Pick out every line in the items below that contains the string "trim", treating uppercase and lowercase letters as different.
※ ※ ※
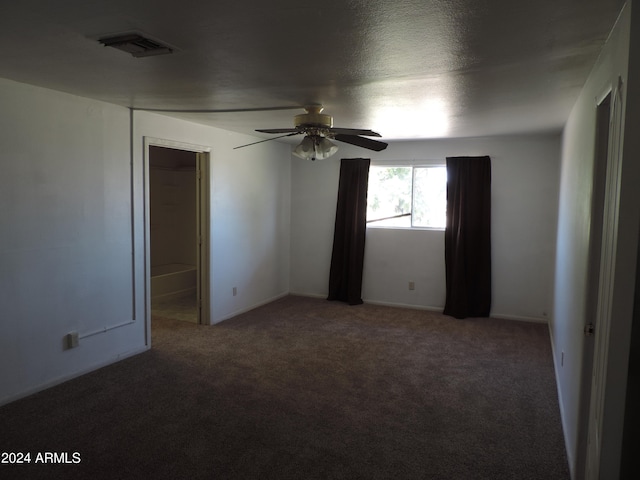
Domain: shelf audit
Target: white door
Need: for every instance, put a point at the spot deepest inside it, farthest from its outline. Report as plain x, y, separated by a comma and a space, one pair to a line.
601, 327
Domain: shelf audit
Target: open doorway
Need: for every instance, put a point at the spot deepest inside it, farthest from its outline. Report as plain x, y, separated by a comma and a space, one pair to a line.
177, 232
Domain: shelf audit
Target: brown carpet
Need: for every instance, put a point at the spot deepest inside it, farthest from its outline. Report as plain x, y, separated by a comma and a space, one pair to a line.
303, 388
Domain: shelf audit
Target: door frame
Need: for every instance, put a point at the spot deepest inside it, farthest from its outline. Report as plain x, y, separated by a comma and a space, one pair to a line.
605, 290
203, 212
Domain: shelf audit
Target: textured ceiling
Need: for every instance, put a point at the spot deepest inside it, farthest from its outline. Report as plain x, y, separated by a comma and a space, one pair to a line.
405, 68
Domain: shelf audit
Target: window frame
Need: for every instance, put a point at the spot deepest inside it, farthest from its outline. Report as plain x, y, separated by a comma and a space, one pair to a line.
413, 164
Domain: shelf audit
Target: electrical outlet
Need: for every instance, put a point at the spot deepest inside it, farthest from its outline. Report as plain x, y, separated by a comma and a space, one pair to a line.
71, 340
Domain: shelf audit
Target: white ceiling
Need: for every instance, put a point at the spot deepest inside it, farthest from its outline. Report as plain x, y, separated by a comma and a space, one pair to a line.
404, 68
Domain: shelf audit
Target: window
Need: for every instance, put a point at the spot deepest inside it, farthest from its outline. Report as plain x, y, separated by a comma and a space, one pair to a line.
407, 196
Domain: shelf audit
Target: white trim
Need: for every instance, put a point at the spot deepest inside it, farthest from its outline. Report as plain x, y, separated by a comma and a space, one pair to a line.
247, 309
563, 413
499, 316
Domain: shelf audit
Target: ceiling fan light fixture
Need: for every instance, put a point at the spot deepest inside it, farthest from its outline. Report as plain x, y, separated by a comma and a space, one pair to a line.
314, 147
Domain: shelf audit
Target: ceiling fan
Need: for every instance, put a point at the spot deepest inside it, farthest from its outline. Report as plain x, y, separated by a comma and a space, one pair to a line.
318, 129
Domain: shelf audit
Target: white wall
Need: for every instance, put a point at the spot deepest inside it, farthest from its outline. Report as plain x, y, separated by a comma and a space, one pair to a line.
250, 211
65, 237
573, 250
525, 176
71, 215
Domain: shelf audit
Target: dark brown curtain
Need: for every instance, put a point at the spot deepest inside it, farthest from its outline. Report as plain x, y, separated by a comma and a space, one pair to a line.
468, 237
345, 276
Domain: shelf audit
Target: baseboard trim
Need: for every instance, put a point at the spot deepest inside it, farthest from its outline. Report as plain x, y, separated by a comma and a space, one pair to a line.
71, 376
248, 309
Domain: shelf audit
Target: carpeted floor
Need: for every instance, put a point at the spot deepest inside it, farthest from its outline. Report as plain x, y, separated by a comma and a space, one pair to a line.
303, 388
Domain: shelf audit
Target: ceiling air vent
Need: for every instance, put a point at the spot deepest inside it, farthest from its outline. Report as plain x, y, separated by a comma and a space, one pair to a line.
136, 45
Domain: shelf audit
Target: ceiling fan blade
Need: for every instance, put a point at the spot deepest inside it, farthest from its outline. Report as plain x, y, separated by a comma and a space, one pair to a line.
354, 131
361, 142
279, 130
267, 140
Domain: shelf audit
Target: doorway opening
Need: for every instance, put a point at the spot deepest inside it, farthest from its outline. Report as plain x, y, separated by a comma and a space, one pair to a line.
177, 239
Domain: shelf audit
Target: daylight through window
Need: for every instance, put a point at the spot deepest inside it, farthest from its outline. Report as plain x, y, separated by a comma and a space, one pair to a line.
407, 197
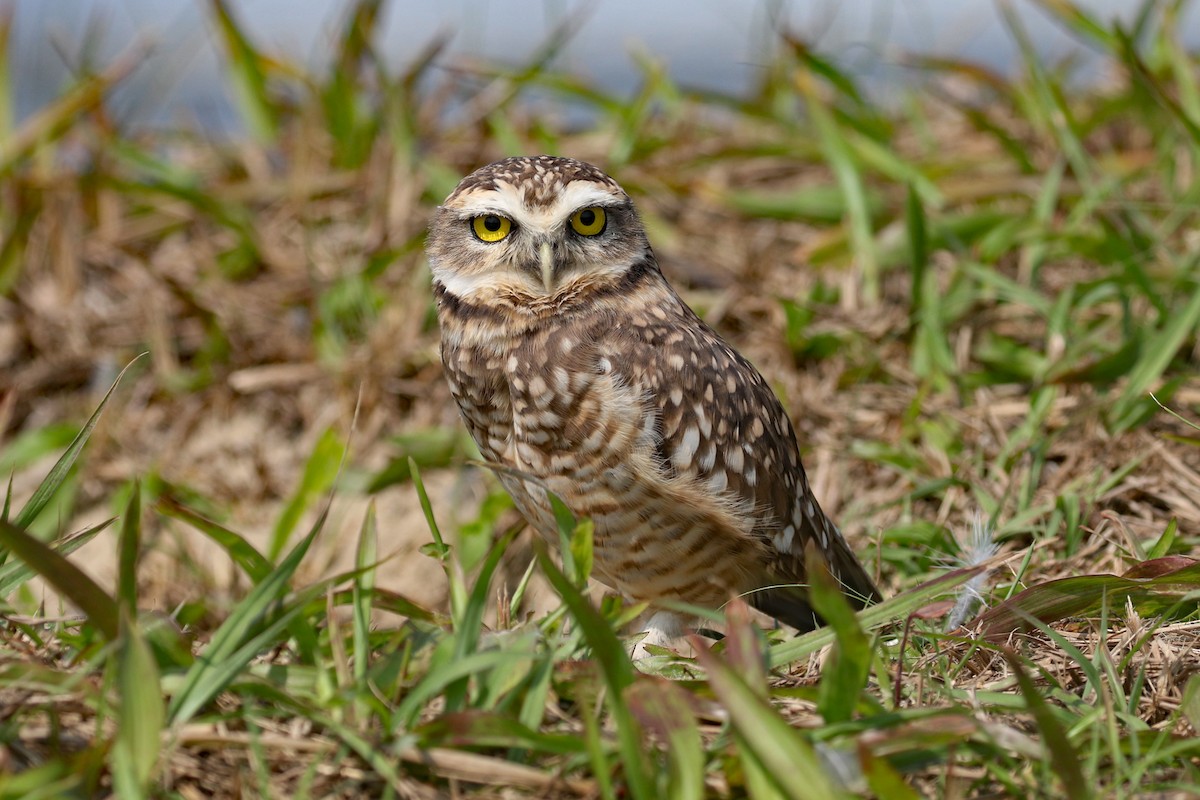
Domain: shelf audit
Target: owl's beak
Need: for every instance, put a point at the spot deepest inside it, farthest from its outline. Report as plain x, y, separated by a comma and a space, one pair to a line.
547, 266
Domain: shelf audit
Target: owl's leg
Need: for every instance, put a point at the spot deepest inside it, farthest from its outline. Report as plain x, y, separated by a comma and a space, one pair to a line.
663, 629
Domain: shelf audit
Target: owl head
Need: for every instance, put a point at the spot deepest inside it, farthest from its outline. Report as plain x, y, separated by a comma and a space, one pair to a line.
534, 228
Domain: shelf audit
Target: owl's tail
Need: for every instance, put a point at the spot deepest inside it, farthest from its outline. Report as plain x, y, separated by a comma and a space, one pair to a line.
790, 605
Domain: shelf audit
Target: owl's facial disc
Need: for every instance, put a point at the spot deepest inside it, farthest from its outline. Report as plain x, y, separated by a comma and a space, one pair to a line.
547, 266
534, 228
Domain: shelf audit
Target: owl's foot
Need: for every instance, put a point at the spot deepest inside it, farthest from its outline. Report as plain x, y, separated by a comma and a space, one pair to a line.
663, 629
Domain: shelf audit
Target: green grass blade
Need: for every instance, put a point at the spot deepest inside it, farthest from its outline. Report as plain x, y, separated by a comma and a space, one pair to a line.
789, 758
319, 473
874, 617
663, 709
15, 573
139, 714
1062, 756
363, 591
849, 666
243, 553
211, 669
65, 577
129, 548
1158, 353
468, 626
58, 474
615, 666
247, 70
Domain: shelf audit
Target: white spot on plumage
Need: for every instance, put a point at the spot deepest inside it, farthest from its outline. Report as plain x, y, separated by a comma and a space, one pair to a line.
687, 449
733, 459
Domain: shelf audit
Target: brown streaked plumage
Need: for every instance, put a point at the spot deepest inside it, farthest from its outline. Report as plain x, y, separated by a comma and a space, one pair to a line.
573, 360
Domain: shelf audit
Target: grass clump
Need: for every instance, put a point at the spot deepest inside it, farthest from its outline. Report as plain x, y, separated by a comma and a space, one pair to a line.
965, 301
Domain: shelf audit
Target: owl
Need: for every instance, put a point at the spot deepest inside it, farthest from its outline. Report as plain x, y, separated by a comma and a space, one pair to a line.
575, 362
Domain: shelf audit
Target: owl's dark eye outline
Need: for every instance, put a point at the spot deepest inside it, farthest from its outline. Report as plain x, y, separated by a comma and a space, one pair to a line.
491, 228
591, 221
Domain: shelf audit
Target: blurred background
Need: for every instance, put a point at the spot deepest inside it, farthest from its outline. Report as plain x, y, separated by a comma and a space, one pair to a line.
705, 44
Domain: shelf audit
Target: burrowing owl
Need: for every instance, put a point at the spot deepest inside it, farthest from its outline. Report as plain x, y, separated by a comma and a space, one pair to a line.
573, 360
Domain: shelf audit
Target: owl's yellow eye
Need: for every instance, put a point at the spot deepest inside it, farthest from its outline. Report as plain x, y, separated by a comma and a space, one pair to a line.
491, 227
589, 222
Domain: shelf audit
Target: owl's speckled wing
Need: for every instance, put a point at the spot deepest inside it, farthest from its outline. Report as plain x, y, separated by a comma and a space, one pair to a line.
719, 423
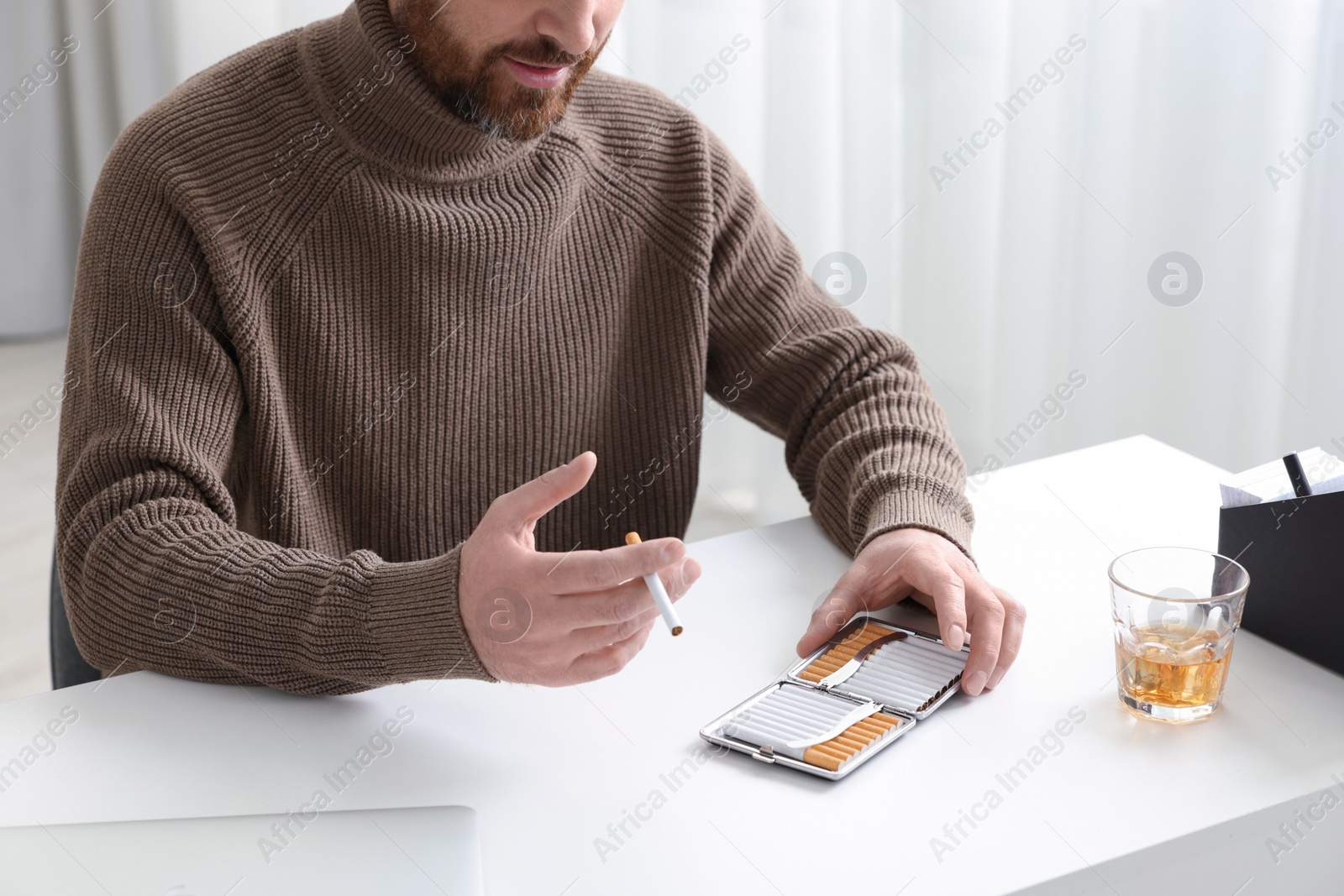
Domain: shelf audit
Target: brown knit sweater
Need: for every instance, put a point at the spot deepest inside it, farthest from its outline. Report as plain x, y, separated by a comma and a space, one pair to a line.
320, 322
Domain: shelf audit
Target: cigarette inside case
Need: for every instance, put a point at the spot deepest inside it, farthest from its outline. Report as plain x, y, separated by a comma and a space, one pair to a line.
810, 726
846, 701
889, 667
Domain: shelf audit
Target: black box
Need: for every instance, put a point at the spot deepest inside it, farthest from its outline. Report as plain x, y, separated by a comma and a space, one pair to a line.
1294, 553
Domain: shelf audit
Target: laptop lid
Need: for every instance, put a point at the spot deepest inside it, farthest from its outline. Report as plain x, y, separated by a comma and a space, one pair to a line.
425, 851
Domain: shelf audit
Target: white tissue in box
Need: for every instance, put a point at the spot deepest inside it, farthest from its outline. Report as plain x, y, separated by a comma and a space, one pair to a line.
1269, 481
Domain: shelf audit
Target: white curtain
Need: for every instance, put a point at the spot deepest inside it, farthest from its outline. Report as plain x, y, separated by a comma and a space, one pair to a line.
1019, 275
1023, 278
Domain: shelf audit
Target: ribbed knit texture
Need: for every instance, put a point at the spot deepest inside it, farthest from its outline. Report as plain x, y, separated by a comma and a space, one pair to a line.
320, 324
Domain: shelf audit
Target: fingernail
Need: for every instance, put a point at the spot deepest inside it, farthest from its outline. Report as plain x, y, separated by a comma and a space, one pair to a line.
956, 637
976, 683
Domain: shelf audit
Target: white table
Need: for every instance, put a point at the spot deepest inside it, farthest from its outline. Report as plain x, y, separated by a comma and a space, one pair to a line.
1124, 806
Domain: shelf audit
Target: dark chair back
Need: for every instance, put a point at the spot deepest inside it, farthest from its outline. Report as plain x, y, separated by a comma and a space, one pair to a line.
67, 664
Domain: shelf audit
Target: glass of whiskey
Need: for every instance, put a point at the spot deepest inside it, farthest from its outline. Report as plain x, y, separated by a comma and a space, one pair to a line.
1175, 613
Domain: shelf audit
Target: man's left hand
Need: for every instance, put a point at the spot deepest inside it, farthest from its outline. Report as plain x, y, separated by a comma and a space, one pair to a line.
934, 571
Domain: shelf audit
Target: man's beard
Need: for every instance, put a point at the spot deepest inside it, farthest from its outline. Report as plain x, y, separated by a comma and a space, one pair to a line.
480, 89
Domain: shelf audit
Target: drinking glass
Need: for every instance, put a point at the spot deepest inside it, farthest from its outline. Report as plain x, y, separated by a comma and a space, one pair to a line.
1176, 613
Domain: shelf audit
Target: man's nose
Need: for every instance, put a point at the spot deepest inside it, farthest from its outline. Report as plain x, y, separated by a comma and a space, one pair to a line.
569, 23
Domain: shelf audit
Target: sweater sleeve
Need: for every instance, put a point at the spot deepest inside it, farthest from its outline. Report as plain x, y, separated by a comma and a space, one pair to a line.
864, 436
155, 569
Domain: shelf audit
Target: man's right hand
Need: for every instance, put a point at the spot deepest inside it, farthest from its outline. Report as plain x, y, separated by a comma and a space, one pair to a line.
559, 618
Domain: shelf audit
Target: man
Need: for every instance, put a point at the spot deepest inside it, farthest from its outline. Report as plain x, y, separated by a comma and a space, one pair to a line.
387, 329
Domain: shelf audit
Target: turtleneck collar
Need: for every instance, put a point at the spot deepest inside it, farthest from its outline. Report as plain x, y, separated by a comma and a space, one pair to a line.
360, 67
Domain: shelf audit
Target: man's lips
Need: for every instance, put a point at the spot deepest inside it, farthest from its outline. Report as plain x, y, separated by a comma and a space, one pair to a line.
538, 76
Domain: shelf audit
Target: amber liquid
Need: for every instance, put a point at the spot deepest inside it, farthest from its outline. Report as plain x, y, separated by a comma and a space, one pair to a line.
1168, 669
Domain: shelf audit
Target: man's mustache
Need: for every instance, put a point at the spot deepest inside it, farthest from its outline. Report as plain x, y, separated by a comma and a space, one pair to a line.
543, 54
※ ※ ※
SOLUTION TO THE PROBLEM
Target: white trim
Target: baseboard trim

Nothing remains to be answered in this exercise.